Items listed in a dataset
§ §
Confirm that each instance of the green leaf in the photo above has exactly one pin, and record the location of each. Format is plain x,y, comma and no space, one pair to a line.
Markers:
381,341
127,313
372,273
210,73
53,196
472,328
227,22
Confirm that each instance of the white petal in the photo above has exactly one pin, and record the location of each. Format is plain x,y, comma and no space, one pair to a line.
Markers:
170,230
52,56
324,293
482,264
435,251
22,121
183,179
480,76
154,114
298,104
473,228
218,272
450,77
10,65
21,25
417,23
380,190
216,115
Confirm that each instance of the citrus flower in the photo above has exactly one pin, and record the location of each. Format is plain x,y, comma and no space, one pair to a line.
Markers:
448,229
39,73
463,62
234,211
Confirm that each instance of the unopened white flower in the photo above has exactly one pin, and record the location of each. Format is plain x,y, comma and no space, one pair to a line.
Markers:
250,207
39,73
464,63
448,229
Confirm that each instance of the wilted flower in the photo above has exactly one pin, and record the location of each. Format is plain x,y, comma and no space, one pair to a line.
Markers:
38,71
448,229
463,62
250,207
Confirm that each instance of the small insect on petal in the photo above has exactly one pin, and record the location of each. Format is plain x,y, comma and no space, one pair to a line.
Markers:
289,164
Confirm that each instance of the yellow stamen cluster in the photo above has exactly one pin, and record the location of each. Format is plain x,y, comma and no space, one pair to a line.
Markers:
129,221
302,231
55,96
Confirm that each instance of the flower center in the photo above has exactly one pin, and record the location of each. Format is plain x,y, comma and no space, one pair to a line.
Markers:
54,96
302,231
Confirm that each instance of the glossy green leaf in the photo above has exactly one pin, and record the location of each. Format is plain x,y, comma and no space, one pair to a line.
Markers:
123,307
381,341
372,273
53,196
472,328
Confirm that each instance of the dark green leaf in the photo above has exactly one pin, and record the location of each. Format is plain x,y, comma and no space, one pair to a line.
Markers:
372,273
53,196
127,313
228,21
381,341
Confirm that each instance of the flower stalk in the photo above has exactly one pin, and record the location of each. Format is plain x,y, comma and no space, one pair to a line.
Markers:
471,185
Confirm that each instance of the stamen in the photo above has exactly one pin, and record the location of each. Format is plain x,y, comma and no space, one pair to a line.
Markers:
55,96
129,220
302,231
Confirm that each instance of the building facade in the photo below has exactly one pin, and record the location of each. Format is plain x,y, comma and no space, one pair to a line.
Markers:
§ §
Goal of the exercise — Copy out the stretch from the line containing "Confirm that each instance of the building" through the end of the entries, character for character.

Written solution —
Confirm that each instance of the building facade in the photo below has exactly one pin, and record the location of each. Format is plain x,y, comma and no space, one pair to a line.
Markers:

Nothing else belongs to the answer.